Task brief
Within the listing below, the lines to output run from the one containing "Annotate the bridge deck" through the one containing "Annotate the street"; copy them exactly and nothing else.

(Dataset content Opens)

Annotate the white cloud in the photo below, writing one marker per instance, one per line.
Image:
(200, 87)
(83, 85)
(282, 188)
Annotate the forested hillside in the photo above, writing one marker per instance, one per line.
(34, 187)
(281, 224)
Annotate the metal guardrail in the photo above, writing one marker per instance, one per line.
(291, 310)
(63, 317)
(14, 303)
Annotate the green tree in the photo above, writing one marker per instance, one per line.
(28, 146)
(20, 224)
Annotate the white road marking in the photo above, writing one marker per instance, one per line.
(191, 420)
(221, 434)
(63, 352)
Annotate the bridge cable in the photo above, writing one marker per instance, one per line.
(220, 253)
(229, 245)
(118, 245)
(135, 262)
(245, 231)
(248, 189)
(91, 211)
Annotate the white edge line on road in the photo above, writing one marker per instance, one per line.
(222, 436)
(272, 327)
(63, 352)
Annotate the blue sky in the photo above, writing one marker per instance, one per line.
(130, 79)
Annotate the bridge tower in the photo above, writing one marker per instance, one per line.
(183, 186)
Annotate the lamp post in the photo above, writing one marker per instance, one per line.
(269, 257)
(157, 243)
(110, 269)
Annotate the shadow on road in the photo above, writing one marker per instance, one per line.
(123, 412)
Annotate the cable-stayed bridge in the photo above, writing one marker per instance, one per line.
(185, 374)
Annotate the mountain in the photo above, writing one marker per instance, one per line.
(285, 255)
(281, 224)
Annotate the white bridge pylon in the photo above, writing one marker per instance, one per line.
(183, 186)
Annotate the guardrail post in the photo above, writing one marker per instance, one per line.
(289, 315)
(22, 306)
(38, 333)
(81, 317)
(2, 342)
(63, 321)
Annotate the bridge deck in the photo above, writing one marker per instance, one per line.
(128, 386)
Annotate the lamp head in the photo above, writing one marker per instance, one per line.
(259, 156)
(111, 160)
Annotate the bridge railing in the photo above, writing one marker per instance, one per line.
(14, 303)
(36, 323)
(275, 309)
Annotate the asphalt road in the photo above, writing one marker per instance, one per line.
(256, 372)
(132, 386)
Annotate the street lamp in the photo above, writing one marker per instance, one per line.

(Dataset content Closes)
(Dataset content Opens)

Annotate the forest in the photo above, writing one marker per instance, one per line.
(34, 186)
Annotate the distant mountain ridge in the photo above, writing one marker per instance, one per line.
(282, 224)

(Dataset content Closes)

Task response
Annotate the bridge deck in the photo above, writing one marker per instance, one per line.
(128, 386)
Annotate the lamp head in the photo above, writing one marker per instance, one per line.
(259, 156)
(111, 160)
Annotate the bridge railing in the photo above, writing one marker per instance, one per line.
(14, 303)
(36, 323)
(275, 309)
Annotate the asphalt road in the photo above, writing one marker per instance, one per line.
(256, 372)
(132, 386)
Annotate the street lamp in the photo above, writing one marker per instance, one per line.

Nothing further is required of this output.